La dette de la France est payée par la banque de France…le plus grave est la dette payée par les contribuables français et là, c’est tout autre chose !
A-t-on vraiment prouvé qu’immigration et décadence soient l’une la cause, l’autre l’effet ?
J’ai la perception que la décadence est antérieure à la marée noire pour appeler les choses par leur nom. Quand un peuple ne veut plus avoir froid sur un chantier de plein vent*, ne veut plus lever les poubelles, ne veut plus vendanger, ne descend plus dans les mines, refuse le travail posté en usine, trouve la terre trop basse pour ramasser les fraises, se met en grève à la moindre promesse d’un nouveau droit “arraché de haute lutte”, il est juste bon à attendre ses nouveaux maîtres.

### DONNÉES FOURNIES
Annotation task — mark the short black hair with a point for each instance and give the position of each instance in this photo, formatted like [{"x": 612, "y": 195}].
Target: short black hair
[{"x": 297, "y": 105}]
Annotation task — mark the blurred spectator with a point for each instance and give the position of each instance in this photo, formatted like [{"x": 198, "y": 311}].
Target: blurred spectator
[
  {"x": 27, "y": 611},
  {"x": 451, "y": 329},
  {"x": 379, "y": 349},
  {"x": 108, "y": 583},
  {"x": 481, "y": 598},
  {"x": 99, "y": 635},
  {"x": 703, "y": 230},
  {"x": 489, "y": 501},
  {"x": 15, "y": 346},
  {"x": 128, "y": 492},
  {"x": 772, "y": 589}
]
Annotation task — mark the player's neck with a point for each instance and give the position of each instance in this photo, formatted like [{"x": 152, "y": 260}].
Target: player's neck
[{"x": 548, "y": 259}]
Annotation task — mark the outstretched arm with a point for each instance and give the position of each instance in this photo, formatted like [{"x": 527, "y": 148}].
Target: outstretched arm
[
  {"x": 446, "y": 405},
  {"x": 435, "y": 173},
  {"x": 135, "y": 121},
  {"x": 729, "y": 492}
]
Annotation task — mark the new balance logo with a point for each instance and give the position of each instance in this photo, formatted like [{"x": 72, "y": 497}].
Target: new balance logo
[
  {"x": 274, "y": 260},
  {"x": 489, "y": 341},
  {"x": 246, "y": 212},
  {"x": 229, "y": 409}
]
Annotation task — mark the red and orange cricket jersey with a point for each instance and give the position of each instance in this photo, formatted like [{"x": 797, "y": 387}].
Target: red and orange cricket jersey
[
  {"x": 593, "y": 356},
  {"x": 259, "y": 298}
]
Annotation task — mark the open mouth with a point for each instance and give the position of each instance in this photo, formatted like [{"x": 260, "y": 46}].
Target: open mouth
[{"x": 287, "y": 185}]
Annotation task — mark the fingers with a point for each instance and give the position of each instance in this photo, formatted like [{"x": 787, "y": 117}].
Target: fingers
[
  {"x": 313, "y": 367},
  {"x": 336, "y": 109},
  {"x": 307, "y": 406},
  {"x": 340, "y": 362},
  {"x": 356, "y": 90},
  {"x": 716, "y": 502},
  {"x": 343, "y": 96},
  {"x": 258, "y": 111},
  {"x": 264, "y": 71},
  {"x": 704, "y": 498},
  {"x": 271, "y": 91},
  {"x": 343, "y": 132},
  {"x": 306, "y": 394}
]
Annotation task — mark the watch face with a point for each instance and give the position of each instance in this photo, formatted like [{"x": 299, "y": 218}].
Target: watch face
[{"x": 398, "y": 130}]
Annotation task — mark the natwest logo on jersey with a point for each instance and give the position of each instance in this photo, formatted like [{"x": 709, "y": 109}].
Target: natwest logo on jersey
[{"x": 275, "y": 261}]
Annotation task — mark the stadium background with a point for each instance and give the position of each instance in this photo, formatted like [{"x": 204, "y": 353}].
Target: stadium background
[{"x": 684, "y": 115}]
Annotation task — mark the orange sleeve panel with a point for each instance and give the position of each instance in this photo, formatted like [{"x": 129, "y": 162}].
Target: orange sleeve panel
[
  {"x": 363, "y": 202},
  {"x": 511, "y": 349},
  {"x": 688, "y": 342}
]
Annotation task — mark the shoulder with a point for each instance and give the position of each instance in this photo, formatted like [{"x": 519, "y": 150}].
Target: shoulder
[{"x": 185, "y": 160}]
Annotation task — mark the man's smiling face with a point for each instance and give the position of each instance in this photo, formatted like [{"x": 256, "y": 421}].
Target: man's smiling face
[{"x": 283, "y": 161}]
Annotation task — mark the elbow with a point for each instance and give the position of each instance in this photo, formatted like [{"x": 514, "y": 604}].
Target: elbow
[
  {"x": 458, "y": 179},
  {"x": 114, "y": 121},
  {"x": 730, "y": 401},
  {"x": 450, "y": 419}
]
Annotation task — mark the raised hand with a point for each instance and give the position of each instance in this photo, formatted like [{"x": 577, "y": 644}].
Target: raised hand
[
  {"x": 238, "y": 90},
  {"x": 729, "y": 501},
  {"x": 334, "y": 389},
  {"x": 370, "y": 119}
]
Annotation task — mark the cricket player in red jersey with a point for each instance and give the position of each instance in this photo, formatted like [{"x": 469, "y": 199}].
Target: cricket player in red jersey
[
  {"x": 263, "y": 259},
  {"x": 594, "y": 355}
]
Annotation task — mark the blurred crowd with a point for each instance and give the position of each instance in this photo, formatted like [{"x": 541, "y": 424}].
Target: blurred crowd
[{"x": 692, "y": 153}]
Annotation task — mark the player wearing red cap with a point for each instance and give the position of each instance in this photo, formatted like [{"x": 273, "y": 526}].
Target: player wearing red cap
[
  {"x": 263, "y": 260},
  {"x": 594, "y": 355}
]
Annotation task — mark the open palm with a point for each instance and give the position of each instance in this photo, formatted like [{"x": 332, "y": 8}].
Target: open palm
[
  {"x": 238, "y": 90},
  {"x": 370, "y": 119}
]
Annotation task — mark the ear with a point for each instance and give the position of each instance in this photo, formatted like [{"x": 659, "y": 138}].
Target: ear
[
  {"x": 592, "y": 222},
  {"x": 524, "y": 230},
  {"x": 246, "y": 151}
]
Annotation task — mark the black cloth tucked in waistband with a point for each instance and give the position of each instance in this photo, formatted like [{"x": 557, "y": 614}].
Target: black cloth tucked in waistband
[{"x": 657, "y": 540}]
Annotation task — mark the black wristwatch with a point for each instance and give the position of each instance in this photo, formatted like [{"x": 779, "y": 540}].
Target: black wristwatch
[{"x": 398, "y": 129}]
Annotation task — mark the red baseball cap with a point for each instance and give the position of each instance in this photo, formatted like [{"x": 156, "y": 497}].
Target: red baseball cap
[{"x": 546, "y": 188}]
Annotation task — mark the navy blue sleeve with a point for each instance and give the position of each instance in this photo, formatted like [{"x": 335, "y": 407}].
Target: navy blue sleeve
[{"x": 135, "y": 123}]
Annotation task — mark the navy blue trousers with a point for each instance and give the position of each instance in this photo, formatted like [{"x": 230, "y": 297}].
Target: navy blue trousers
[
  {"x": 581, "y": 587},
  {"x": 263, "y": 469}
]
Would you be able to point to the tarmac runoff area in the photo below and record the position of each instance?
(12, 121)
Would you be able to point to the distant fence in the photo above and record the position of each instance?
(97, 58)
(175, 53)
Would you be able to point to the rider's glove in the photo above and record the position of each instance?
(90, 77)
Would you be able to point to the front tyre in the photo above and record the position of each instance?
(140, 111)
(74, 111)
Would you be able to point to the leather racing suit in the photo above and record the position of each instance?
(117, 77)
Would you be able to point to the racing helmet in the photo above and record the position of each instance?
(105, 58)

### CONSIGNE A
Répondez à ces questions d'après le texte :
(i) Selon le texte, qui paie la dette de la France ?
(ii) Quelle dette le texte juge-t-il la plus grave ?
(iii) D'après le texte, qu'est-ce qu'un peuple trouve trop basse pour ramasser les fraises ?
### CONSIGNE B
Résumez le texte en deux phrases.

### CORRIGÉ A
(i) La banque de France.
(ii) La dette payée par les contribuables français.
(iii) La terre.

### CORRIGÉ B
Le texte oppose la dette payée par la banque de France à la dette, jugée plus grave, que paient les contribuables français. Il met aussi en doute la preuve d'un lien de cause à effet entre immigration et décadence, situe la décadence avant ce qu'il appelle la « marée noire » et affirme qu'un peuple qui refuse de vendanger, de lever les poubelles ou de descendre dans les mines, et qui se met en grève à la moindre promesse d'un nouveau droit, est juste bon à attendre ses nouveaux maîtres.